• [PROBLEM REQUIREMENTS]:
Transcribe exactly the line in which "the bird's white" occurs, plus every line that comes after it up to the end of the entries.

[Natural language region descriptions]
◆ ◆ ◆ ◆ ◆

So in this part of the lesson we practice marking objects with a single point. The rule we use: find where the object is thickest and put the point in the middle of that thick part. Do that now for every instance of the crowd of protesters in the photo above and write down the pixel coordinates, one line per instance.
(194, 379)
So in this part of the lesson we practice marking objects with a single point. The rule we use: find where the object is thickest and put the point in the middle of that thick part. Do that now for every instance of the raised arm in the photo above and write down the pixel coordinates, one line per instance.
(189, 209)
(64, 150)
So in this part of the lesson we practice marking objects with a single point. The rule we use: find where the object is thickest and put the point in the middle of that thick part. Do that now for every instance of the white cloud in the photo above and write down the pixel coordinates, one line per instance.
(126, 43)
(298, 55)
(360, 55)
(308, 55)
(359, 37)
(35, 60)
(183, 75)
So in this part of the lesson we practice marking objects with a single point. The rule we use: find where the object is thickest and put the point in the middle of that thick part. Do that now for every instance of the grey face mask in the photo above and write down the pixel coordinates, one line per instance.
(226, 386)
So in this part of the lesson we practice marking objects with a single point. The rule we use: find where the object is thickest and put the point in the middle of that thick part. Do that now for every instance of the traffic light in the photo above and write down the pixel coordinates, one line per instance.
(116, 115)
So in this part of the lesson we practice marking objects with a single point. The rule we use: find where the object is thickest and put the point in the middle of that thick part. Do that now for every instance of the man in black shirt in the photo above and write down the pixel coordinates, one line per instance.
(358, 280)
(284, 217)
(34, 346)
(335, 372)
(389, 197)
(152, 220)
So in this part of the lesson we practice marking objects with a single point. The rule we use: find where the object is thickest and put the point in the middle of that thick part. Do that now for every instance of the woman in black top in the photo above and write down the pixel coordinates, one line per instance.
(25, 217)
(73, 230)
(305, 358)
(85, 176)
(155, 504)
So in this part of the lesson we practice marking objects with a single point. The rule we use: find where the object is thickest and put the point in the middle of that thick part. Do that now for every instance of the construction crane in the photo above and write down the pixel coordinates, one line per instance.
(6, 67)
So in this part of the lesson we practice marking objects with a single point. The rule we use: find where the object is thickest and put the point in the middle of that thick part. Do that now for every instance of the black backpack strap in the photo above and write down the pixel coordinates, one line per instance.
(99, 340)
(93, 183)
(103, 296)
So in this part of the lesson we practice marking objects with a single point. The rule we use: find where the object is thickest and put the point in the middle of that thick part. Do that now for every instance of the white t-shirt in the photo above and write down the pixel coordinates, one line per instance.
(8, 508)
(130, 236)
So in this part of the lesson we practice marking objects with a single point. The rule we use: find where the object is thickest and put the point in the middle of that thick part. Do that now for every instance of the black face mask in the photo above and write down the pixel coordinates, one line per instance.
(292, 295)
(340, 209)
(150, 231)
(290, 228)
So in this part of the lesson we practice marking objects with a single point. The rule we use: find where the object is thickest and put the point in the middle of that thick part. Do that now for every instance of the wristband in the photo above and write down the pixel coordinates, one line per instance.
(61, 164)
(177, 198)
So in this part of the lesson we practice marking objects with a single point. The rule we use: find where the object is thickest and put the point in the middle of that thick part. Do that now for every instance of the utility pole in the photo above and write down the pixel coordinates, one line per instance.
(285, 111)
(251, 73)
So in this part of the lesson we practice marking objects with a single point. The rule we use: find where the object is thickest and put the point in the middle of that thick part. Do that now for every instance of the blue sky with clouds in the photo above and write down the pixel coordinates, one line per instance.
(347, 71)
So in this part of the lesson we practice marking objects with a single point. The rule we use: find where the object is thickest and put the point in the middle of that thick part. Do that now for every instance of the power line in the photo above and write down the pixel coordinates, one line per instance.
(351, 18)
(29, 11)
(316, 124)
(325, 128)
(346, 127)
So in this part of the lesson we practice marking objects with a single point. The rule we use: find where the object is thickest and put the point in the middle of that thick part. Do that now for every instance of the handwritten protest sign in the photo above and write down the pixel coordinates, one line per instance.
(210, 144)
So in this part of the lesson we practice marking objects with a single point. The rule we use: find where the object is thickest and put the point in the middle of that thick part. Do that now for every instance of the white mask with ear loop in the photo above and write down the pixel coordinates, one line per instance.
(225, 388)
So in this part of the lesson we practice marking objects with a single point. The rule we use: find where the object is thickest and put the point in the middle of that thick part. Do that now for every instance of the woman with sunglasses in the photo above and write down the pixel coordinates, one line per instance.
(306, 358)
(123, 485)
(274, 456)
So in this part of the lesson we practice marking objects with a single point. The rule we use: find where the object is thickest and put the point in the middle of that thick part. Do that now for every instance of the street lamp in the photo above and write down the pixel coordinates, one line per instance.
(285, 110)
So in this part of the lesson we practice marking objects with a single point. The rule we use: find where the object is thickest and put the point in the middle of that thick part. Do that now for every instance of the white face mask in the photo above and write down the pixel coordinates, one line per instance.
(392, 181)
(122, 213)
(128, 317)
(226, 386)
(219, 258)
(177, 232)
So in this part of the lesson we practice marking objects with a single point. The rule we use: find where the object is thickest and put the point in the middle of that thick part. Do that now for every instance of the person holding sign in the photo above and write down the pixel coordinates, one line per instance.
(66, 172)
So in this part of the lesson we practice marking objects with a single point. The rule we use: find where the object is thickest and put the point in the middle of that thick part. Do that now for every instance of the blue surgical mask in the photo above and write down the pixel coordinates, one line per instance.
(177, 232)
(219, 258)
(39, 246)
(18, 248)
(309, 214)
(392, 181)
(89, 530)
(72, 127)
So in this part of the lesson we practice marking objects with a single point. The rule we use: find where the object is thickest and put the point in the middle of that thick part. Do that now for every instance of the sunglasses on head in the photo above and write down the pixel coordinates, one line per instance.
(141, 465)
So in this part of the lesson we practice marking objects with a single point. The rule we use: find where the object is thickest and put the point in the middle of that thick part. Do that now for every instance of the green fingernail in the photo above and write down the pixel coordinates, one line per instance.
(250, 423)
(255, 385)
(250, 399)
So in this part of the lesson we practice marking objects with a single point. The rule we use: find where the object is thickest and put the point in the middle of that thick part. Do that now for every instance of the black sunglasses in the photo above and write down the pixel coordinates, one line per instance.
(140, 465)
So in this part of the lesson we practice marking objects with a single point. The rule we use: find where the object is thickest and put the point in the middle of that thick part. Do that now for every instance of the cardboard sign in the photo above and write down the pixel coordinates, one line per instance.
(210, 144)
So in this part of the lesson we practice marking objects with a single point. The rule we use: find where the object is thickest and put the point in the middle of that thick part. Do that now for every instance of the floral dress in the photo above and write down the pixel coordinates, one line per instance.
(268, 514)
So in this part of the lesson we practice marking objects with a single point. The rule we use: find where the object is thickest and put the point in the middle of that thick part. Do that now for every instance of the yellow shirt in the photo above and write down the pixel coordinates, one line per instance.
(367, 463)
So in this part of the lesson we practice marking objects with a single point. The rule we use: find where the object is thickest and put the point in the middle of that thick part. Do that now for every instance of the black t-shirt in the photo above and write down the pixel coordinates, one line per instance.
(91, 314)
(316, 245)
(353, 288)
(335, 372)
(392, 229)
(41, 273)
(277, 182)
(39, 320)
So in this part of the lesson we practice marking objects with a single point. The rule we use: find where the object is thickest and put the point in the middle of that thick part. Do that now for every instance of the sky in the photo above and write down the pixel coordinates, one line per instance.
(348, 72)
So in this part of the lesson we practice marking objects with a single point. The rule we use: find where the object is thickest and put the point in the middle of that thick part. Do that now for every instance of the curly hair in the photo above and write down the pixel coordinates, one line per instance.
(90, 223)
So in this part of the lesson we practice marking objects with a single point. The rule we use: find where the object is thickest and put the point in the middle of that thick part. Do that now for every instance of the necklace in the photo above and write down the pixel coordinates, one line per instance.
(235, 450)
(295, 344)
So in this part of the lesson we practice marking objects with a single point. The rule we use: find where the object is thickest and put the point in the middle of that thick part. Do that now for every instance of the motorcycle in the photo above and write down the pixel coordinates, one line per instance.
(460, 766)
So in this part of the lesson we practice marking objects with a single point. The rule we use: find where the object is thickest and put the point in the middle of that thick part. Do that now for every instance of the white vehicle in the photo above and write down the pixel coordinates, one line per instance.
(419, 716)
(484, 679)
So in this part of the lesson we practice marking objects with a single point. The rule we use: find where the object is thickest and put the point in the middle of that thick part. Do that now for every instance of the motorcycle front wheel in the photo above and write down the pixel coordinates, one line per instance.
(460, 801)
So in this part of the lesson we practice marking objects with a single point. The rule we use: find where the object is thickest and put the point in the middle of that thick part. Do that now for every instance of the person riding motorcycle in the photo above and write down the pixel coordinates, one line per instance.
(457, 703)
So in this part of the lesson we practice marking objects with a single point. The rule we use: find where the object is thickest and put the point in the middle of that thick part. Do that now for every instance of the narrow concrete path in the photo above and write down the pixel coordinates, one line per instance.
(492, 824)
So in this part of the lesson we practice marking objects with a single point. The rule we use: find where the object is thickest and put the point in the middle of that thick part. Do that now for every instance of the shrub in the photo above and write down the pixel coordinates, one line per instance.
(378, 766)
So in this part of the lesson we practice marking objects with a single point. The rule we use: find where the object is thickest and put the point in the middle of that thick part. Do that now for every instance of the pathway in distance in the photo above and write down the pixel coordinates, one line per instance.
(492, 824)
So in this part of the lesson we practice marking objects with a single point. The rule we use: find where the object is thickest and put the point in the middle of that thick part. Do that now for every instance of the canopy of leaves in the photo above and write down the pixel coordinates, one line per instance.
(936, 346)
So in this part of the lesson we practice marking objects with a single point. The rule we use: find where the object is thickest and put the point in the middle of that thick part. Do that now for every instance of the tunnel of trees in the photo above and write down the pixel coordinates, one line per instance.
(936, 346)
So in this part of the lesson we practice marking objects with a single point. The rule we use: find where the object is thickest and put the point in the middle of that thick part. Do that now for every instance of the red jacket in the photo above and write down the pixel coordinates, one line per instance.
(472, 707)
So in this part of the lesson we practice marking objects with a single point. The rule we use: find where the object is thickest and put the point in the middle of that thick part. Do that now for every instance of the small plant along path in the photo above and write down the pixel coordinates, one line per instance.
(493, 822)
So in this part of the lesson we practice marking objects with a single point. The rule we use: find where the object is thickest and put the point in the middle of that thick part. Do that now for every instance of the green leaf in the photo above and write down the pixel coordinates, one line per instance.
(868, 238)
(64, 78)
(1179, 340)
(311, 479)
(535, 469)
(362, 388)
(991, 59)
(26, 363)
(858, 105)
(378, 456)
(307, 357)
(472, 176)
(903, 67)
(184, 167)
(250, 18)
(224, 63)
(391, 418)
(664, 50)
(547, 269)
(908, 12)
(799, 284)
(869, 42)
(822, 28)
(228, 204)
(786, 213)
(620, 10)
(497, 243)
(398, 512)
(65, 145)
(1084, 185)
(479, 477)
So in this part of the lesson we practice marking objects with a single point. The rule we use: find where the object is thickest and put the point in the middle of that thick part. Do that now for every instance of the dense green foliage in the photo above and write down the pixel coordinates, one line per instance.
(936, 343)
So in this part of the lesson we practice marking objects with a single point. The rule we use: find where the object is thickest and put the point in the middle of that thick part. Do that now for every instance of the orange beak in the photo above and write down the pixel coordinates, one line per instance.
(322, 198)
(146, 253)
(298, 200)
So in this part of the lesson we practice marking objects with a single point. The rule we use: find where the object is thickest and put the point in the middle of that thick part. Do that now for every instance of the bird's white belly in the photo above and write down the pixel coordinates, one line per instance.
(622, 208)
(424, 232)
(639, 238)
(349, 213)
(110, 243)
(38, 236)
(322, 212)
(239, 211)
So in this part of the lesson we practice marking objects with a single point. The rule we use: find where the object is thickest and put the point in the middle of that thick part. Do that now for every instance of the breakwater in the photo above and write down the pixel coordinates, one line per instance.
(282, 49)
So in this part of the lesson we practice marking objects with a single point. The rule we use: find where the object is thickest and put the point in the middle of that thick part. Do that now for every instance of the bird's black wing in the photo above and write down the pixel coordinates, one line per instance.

◆ ◆ ◆ ◆ ◆

• [REPLY]:
So in this part of the lesson we practice marking objects with a single point. The rule we use: find where the object is thickest and put the point in the middle of that thick part. Do that now for every instance of the bird's white belly in the photo above and write down the pixel coordinates, one line per instance.
(622, 208)
(424, 232)
(639, 238)
(349, 213)
(110, 243)
(38, 236)
(322, 212)
(239, 211)
So in this part of the lesson we practice marking objects with a single point. The rule we use: find where the object is thickest and put the point in the middle of that thick part. Do that now for every instance of the breakwater in the photo above and write down the pixel coordinates, one line per instance.
(282, 49)
So in this part of the lesson we practice marking objects with a single point. The rule we use: find where the object is thickest and put the point in the middle of that thick part. Do that now for every instance of the bird's black wing in the photo above and write down the pixel coordinates, one line per instance.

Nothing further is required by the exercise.